--- begin EXTRACTED INFORMATION ---

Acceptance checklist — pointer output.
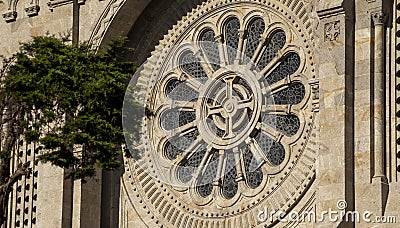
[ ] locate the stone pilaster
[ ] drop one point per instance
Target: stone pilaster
(335, 54)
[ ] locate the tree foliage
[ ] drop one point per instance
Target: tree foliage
(68, 99)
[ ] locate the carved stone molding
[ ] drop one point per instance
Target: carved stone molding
(332, 31)
(57, 3)
(32, 10)
(10, 16)
(379, 18)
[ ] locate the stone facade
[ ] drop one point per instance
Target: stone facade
(342, 156)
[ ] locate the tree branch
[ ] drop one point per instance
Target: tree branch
(6, 188)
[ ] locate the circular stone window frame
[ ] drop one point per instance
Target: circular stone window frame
(297, 145)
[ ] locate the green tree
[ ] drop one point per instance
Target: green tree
(62, 97)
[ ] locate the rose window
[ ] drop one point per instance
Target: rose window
(224, 119)
(230, 113)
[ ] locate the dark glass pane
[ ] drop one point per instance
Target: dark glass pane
(274, 151)
(287, 124)
(255, 30)
(189, 166)
(210, 47)
(287, 67)
(177, 90)
(254, 175)
(205, 186)
(229, 184)
(178, 145)
(192, 66)
(276, 43)
(232, 37)
(174, 118)
(294, 94)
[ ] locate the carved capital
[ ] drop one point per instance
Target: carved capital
(219, 39)
(32, 10)
(379, 18)
(242, 33)
(332, 31)
(10, 16)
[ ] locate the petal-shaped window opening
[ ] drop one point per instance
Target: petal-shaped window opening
(205, 183)
(229, 184)
(255, 30)
(287, 124)
(231, 34)
(191, 65)
(173, 118)
(294, 94)
(287, 67)
(276, 42)
(210, 48)
(180, 91)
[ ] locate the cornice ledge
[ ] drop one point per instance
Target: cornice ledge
(327, 8)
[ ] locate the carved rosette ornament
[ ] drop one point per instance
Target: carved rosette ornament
(230, 116)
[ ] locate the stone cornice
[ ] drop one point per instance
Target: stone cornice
(379, 18)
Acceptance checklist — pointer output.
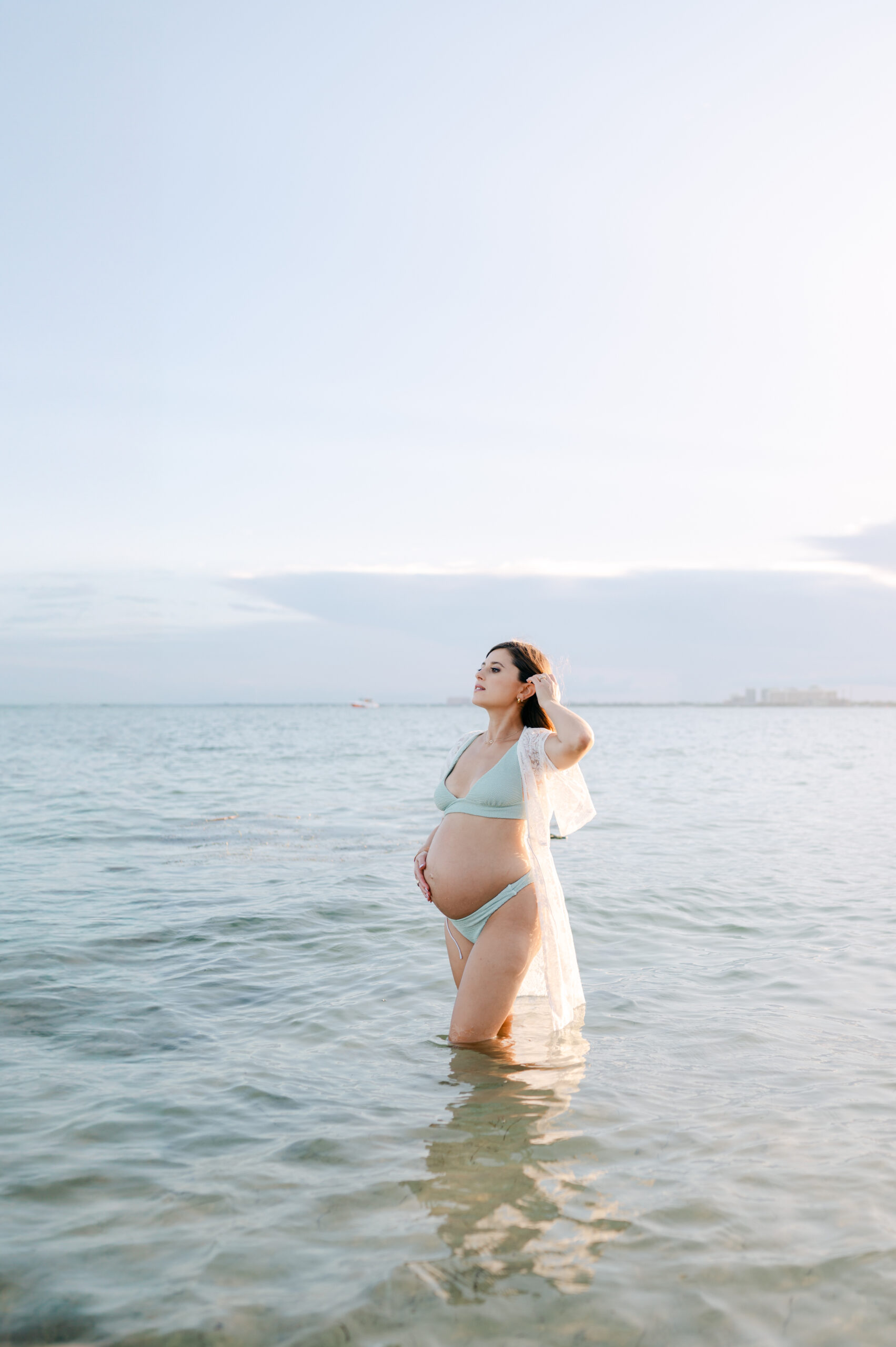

--- end EXTRACTED INFORMATION ---

GIVEN TASK: Write out the records above word for word, beginning at the line that contains "[ ] locate the carved rosette ornament" and continuing through the end of the records. Leave the pictures out of your answer.

THE RESULT:
[ ] locate the carved rosette ornament
[ ] drop one point per instance
Target: carved rosette ornament
(230, 116)
[ ] locate the stone cornice
[ ] drop one point per instance
Target: stone cornice
(379, 18)
Acceptance checklist — pointer output.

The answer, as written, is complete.